*** Begin section ***

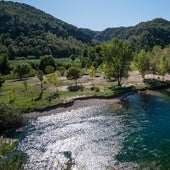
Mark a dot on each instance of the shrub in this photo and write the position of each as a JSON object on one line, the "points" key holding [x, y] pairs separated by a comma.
{"points": [[10, 118]]}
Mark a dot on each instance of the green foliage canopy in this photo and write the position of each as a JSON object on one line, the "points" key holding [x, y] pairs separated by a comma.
{"points": [[117, 57]]}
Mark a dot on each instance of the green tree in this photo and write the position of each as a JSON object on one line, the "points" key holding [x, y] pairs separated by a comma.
{"points": [[73, 57], [54, 79], [40, 77], [92, 72], [162, 66], [155, 55], [117, 58], [10, 117], [2, 81], [4, 64], [22, 69], [47, 61], [73, 73], [142, 62], [9, 157]]}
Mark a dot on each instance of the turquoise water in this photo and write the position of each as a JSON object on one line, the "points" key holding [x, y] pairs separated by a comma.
{"points": [[131, 134]]}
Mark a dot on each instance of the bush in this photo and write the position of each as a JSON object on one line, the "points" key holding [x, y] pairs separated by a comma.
{"points": [[9, 158], [10, 118]]}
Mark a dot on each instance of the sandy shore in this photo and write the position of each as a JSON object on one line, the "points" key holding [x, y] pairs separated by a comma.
{"points": [[72, 106]]}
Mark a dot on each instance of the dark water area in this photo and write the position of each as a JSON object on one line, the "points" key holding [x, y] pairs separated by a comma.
{"points": [[131, 134]]}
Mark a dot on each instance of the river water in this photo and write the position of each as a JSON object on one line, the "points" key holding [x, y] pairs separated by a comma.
{"points": [[131, 134]]}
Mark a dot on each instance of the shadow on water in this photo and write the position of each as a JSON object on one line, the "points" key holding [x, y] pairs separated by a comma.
{"points": [[70, 161], [148, 144]]}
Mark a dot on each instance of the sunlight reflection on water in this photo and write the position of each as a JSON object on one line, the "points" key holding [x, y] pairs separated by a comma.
{"points": [[90, 138], [132, 135]]}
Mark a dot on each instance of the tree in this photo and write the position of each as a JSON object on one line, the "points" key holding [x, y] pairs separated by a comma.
{"points": [[73, 57], [73, 74], [40, 77], [155, 55], [142, 62], [53, 79], [162, 66], [4, 65], [47, 61], [22, 69], [92, 72], [2, 81], [116, 58]]}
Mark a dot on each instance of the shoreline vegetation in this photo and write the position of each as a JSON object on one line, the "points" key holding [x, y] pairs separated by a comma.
{"points": [[78, 102]]}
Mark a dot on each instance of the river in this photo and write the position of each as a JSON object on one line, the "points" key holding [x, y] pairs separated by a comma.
{"points": [[131, 134]]}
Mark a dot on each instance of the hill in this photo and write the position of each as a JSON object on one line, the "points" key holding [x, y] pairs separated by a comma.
{"points": [[27, 31], [144, 35]]}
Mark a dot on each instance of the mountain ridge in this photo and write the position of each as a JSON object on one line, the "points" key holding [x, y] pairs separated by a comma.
{"points": [[36, 33]]}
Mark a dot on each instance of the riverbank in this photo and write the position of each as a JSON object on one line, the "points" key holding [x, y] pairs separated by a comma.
{"points": [[85, 101]]}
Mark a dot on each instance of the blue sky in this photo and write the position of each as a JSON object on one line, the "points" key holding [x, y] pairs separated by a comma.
{"points": [[101, 14]]}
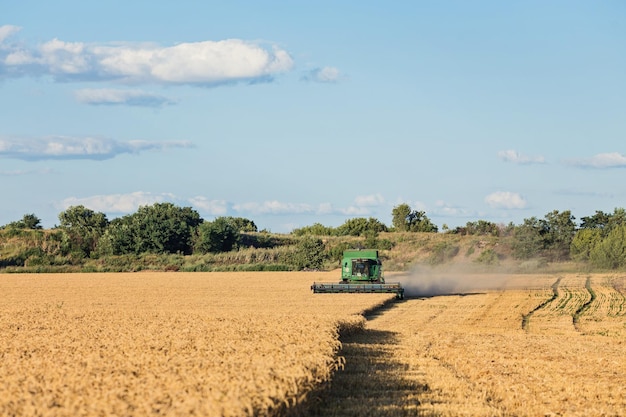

*** End section ***

| YOUR INSTRUCTIONS |
Print the complete listing exactly, apart from any pictures.

| SOLUTION BELOW |
Mark a dot on each instance of the shrub in this photo and write the position of each as a JSON object on one line, the "points" key holding [x, y] pairs separated by a comma.
{"points": [[10, 118]]}
Mark a dot on each instance of the green foliage canopy in this photo and write the position of each as a JSON object on one line, the "points" key holding [x, y] pairs separated by a comma.
{"points": [[117, 57]]}
Mark a dot on each instance of the green tree in this photo and write the position of each as a JSON object on one line, the "points" key holding [x, y] pairs separated by a comma.
{"points": [[73, 57], [54, 79], [40, 77], [92, 72], [162, 66], [155, 55], [117, 58], [10, 117], [2, 81], [4, 64], [22, 69], [47, 61], [73, 73], [142, 62], [9, 157]]}
Mark a dot on each instance of the turquoise water in this photo and write the position of each as a JSON object on one line, the "points" key holding [x, y] pairs separated by a comma.
{"points": [[131, 134]]}
Mark a dot on each instance of the bush in this photo and write the position of each as a JSON object on one line, the "points" key holding [x, y] pairs separated by a comma.
{"points": [[9, 158], [10, 118]]}
Mark a dot on each instance of the sandy shore in this photo and write the position of each as a JSON object on one line, the "points" key holding [x, y] pairs separated by a comma.
{"points": [[72, 106]]}
Mark a dot on each instance of the dark water area in this photo and write the position of each as a JSON object on one line, the "points" key holding [x, y] pairs separated by a comma.
{"points": [[131, 134]]}
Mark a dot on each instance of the river water in this photo and write the position of each as a JSON object on one line, the "points" key holding [x, y] pairs separated by a comma.
{"points": [[131, 134]]}
Mark a dot on each instance of the shadow on water in this photo and write the position of each as a JSON object on one line, the "points" key holding [x, y] pairs separated by a comma.
{"points": [[70, 161], [148, 144]]}
Mark a dot on each instance of the sunlight reflection on water in this photo and write the position of each as a JSON object on one line, the "points" key holding [x, y] pairs separated by a comma.
{"points": [[90, 138], [132, 135]]}
Mark a dot on each instance of the tree in this photo and write the position of each as a JSON object on one line, the "points" key holding [x, y] pairs separated by a comma.
{"points": [[73, 57], [73, 74], [40, 77], [155, 55], [142, 62], [53, 79], [162, 66], [4, 65], [47, 61], [22, 69], [92, 72], [2, 81], [116, 58]]}
Mark a dot on each instance of the shoreline vegetation in this photo and write the position of each as a JSON object on one line, the "points" key holding [x, y] pairs separated by a comma.
{"points": [[78, 102]]}
Mark a dot on each instance of the river in this photo and write the position of each as a JSON object on one line, the "points" key holding [x, y] pairs separated by a comma.
{"points": [[131, 134]]}
Mark a dot on each instance of the hill in this photo and write the position of each as a JSON object on one line, the "points" key holding [x, y] pairs separated by a comma.
{"points": [[27, 31], [144, 35]]}
Mark a dot on each instance of the mountain ridge in this photo and write the position of each as a JSON object on one line, the "points" key holding [x, y] pairs separated by a comma.
{"points": [[36, 33]]}
Mark a dot on each instance of the riverbank in this photo and write the position of each as a JSON object on one line, the "points" key holding [x, y] pairs separated by a comma.
{"points": [[85, 101]]}
Mark a dot on each instance of the blue sky in this photo and write the position of each as a JSON object on one line, the "points" key holding [x, y] pairs separated by a comma.
{"points": [[101, 14]]}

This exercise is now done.